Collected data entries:
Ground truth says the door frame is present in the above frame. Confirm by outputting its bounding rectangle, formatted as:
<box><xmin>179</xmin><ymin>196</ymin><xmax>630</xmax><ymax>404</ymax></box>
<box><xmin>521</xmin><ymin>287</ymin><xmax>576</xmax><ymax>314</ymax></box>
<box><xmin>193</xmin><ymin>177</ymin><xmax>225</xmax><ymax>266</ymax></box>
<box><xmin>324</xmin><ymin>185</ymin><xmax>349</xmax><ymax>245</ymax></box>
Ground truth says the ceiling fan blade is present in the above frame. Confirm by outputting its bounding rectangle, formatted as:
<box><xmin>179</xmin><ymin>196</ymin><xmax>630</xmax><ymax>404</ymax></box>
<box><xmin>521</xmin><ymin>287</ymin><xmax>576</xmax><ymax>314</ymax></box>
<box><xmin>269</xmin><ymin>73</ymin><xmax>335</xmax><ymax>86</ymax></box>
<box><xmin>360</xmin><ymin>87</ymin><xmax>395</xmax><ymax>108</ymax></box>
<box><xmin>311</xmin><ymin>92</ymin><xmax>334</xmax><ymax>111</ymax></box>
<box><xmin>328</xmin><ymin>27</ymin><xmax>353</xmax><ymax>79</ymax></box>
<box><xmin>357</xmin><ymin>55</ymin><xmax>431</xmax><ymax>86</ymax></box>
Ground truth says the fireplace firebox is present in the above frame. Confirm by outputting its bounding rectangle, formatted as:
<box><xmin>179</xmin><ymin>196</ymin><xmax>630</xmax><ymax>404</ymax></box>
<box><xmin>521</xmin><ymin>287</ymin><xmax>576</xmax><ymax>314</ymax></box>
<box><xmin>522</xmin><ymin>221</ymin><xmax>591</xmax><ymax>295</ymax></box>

EXERCISE DESCRIPTION: Render the listing above as a numbered list, starting at the line with "Ground truth says the ceiling" and going up to and including its last line. Leave out any blank lines.

EXERCISE RESPONSE:
1. Ground truth says the ceiling fan blade is present in the above frame. Confirm by outputting its bounding rectangle, formatted as:
2. <box><xmin>179</xmin><ymin>196</ymin><xmax>630</xmax><ymax>404</ymax></box>
3. <box><xmin>521</xmin><ymin>287</ymin><xmax>576</xmax><ymax>314</ymax></box>
4. <box><xmin>269</xmin><ymin>73</ymin><xmax>335</xmax><ymax>86</ymax></box>
5. <box><xmin>360</xmin><ymin>87</ymin><xmax>395</xmax><ymax>108</ymax></box>
6. <box><xmin>311</xmin><ymin>92</ymin><xmax>334</xmax><ymax>111</ymax></box>
7. <box><xmin>328</xmin><ymin>27</ymin><xmax>353</xmax><ymax>79</ymax></box>
8. <box><xmin>357</xmin><ymin>55</ymin><xmax>431</xmax><ymax>86</ymax></box>
9. Ground truth says the fireplace firebox is present in the above frame. Confirm by outputting its bounding rectangle, formatted as:
10. <box><xmin>179</xmin><ymin>196</ymin><xmax>630</xmax><ymax>404</ymax></box>
11. <box><xmin>521</xmin><ymin>287</ymin><xmax>576</xmax><ymax>314</ymax></box>
12. <box><xmin>522</xmin><ymin>221</ymin><xmax>591</xmax><ymax>295</ymax></box>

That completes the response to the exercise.